In 2008 it is believed that Google made over 400 changes to its algorithm, keeping all of the search marketers out there on their toes.  But just when you think you may have cracked the big time with your search results, the search landscape is changing.

So what may Google and other search engines have in store for us in 2009?

  1. Semantic Search –It seems the next big trend upon us in search is semantic search. Recently Google’s search results have shown preliminary signs of deploying semantic search, and both MSN and Ask have made their intentions in this area known.
  1. Blended Search – Whilst blended search has been in use for sometime it is becoming more and more mainstream. At the SES conference in Chicago in December it was identified that nearly a third of all search results contained some kind of blended result. This had nearly doubled since March 2008.  With web 2.0, interactive content is exploding and it will be those who can optimise video, maps and images for search who will benefit in 2009.
  1. Local Search – The importance of local search results and reviews is more important than even. This is partly being driven by the rise in smart phones to search for on the fly information such as restaurants and entertainment. Optimising for local search should therefore have a greater focus by marketers.

Trends such as localisation as well as personalisation are not only changing the optimisation process, but are changing the way in which we measure SEO.  Localisation and personalisation make rankings less important and results in an even stronger focus onto measuring traffic and conversions.

  1. User Behaviour Metrics – Site relevancy & quality will play an even greater role in search rankings. Click-through rates and bounce rates will be taken into consideration and overtime poor performing sites will be affected.  A natural progression to utilise these metrics seems obvious given Google already utilises these metrics in their quality score for paid search.
  1. Popularity – Link popularity will begin to take a backseat as Google will focus more on the intelligence gained through personalisation, search wiki’s, chrome and social media to determine real popularity.
┄┄┄┄┄┄┄┄┄┄┄┄┄┄┄┄┄┄┄┄
### [PROBLEM STATEMENT]
Translate this sentence from the excerpt on 2009 search trends into Spanish: "Recently Google’s search results have shown preliminary signs of deploying semantic search, and both MSN and Ask have made their intentions in this area known."
┄┄┄┄┄┄┄┄┄┄┄┄┄┄┄┄┄┄┄┄
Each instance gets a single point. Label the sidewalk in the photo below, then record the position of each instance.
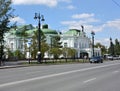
(12, 65)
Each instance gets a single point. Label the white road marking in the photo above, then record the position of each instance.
(54, 75)
(115, 71)
(89, 80)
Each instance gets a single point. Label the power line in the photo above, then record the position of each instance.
(116, 3)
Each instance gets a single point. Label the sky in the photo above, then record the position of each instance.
(100, 16)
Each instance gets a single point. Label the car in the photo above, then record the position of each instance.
(96, 59)
(110, 57)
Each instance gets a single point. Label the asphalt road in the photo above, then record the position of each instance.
(69, 77)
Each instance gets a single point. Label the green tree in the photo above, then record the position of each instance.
(5, 15)
(117, 47)
(102, 47)
(34, 45)
(55, 46)
(68, 52)
(21, 32)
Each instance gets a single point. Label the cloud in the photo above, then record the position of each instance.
(82, 16)
(84, 19)
(113, 24)
(71, 7)
(67, 1)
(50, 3)
(18, 20)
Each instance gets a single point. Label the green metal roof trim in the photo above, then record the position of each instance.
(49, 31)
(46, 30)
(73, 32)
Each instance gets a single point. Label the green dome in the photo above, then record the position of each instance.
(46, 30)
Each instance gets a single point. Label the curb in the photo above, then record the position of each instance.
(16, 66)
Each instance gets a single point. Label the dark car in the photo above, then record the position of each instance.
(97, 59)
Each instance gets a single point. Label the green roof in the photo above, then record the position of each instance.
(46, 30)
(72, 32)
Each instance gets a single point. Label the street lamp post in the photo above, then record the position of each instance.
(40, 18)
(93, 33)
(111, 47)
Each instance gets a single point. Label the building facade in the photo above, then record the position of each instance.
(73, 38)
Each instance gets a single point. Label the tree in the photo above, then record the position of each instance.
(55, 46)
(5, 15)
(102, 47)
(68, 52)
(117, 47)
(34, 45)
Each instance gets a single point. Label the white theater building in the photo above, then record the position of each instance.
(73, 38)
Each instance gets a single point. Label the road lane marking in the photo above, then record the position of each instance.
(54, 75)
(115, 71)
(89, 80)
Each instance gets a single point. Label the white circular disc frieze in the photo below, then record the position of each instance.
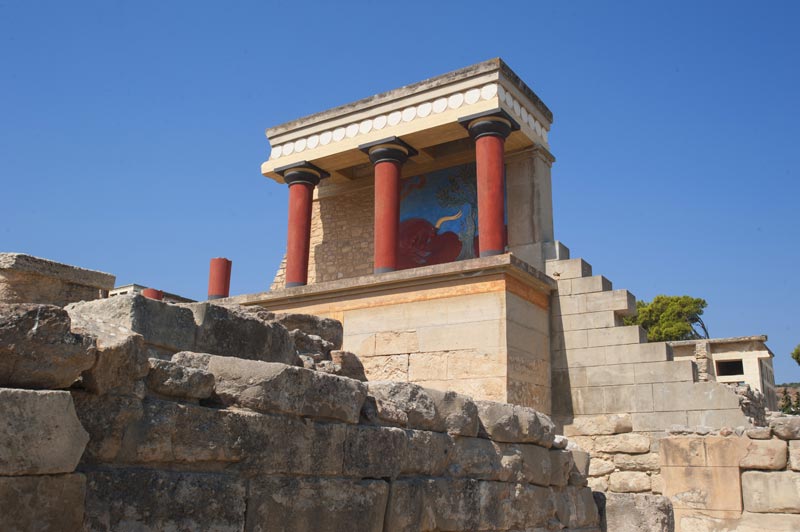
(424, 109)
(455, 101)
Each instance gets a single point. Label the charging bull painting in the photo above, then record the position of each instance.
(438, 217)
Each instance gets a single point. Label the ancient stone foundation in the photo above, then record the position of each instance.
(132, 414)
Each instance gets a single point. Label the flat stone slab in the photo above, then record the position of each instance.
(37, 348)
(271, 387)
(39, 433)
(28, 279)
(42, 502)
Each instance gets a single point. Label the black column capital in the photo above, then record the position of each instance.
(389, 149)
(302, 172)
(496, 123)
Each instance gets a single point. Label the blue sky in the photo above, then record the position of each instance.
(131, 133)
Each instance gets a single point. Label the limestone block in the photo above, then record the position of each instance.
(703, 488)
(568, 269)
(39, 433)
(638, 512)
(42, 502)
(628, 398)
(427, 453)
(684, 451)
(374, 452)
(775, 491)
(173, 380)
(247, 332)
(759, 433)
(758, 522)
(386, 368)
(459, 412)
(794, 455)
(328, 329)
(629, 482)
(536, 464)
(509, 423)
(159, 500)
(106, 419)
(690, 395)
(666, 371)
(589, 320)
(658, 421)
(561, 464)
(314, 504)
(414, 400)
(171, 327)
(277, 388)
(28, 279)
(786, 428)
(729, 417)
(349, 365)
(121, 358)
(586, 285)
(630, 443)
(599, 467)
(37, 349)
(612, 336)
(637, 462)
(485, 460)
(598, 484)
(596, 425)
(765, 454)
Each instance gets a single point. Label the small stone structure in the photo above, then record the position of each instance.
(28, 279)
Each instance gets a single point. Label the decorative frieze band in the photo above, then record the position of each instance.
(454, 101)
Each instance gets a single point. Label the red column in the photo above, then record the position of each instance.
(388, 157)
(489, 134)
(219, 278)
(301, 181)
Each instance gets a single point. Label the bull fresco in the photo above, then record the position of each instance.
(438, 217)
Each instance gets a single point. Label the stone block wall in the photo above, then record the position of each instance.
(202, 417)
(601, 366)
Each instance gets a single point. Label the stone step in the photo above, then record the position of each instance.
(583, 285)
(567, 269)
(621, 302)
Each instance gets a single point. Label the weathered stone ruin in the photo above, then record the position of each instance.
(415, 366)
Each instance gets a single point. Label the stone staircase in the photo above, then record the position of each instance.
(601, 366)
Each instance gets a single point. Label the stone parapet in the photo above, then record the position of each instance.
(28, 279)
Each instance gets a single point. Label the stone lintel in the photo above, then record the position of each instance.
(21, 262)
(424, 114)
(506, 264)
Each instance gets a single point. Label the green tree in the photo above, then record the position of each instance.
(669, 318)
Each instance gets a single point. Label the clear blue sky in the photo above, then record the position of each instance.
(131, 133)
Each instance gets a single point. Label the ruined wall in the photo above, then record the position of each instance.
(178, 438)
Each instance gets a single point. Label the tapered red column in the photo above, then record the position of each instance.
(489, 134)
(301, 181)
(388, 157)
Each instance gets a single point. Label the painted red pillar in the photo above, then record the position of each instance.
(301, 178)
(219, 278)
(388, 156)
(489, 134)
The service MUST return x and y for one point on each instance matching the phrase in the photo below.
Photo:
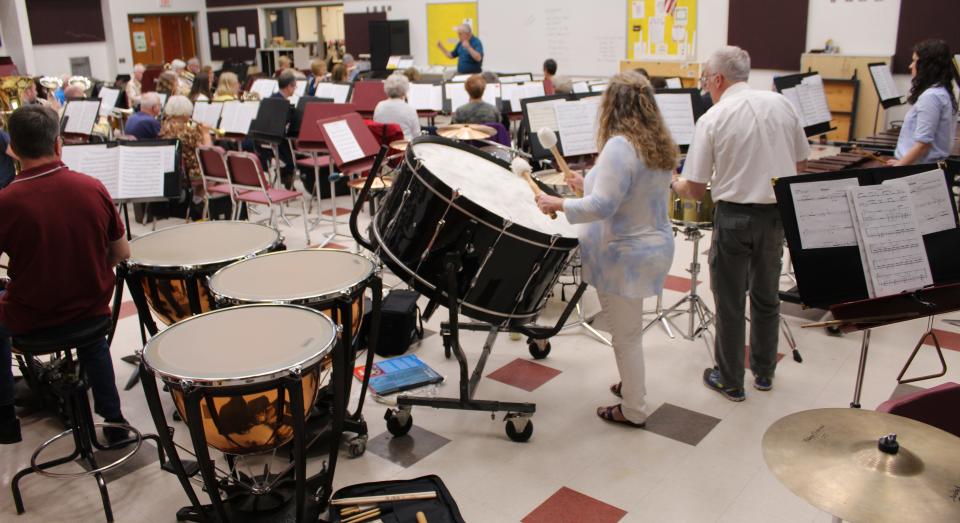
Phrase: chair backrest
(212, 162)
(937, 406)
(244, 170)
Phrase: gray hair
(178, 105)
(396, 85)
(732, 62)
(149, 100)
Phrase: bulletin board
(441, 21)
(661, 29)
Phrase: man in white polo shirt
(744, 141)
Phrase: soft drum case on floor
(442, 509)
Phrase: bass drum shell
(511, 286)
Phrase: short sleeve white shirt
(743, 142)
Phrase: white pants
(624, 321)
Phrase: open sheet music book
(127, 171)
(810, 101)
(338, 92)
(236, 116)
(81, 116)
(426, 97)
(108, 99)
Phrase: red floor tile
(948, 339)
(569, 506)
(677, 283)
(746, 359)
(524, 374)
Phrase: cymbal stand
(699, 316)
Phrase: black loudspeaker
(388, 38)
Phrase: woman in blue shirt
(931, 124)
(626, 242)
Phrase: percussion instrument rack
(518, 425)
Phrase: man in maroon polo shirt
(64, 237)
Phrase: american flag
(669, 6)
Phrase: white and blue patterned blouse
(626, 241)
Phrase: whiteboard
(583, 41)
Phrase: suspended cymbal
(831, 458)
(466, 131)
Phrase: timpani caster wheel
(539, 349)
(399, 421)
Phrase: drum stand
(519, 427)
(699, 316)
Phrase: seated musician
(134, 87)
(228, 88)
(476, 110)
(928, 130)
(395, 108)
(69, 276)
(144, 124)
(177, 125)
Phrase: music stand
(833, 277)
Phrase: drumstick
(549, 140)
(367, 500)
(521, 168)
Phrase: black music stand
(833, 277)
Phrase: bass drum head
(237, 358)
(452, 198)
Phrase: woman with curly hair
(929, 128)
(625, 242)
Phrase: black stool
(64, 378)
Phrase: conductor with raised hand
(468, 51)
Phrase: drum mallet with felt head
(548, 139)
(521, 168)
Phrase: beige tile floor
(651, 477)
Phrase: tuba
(11, 89)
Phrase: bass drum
(451, 198)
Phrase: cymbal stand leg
(864, 347)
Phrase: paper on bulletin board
(441, 20)
(654, 31)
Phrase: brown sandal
(615, 389)
(607, 413)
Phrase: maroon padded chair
(250, 185)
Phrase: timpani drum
(172, 263)
(694, 213)
(237, 359)
(314, 278)
(451, 198)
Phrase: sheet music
(264, 87)
(108, 99)
(895, 253)
(823, 213)
(337, 92)
(883, 79)
(425, 97)
(677, 111)
(343, 141)
(542, 114)
(931, 200)
(207, 113)
(577, 123)
(81, 115)
(141, 172)
(236, 116)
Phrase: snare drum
(237, 359)
(314, 278)
(691, 212)
(452, 198)
(172, 263)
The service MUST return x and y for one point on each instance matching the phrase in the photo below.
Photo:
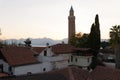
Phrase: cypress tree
(94, 37)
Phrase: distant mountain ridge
(37, 41)
(41, 41)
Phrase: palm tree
(115, 40)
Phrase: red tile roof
(69, 73)
(105, 73)
(16, 56)
(3, 75)
(62, 48)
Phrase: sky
(49, 18)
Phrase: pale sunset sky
(49, 18)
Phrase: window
(71, 58)
(44, 69)
(45, 53)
┄┄┄┄┄┄┄┄┄┄┄┄┄┄┄┄┄┄┄┄
### [EXERCISE OUTPUT]
Recientemente, los resultados de búsqueda de Google han mostrado señales preliminares de implementar la búsqueda semántica, y tanto MSN como Ask han dado a conocer sus intenciones en este ámbito.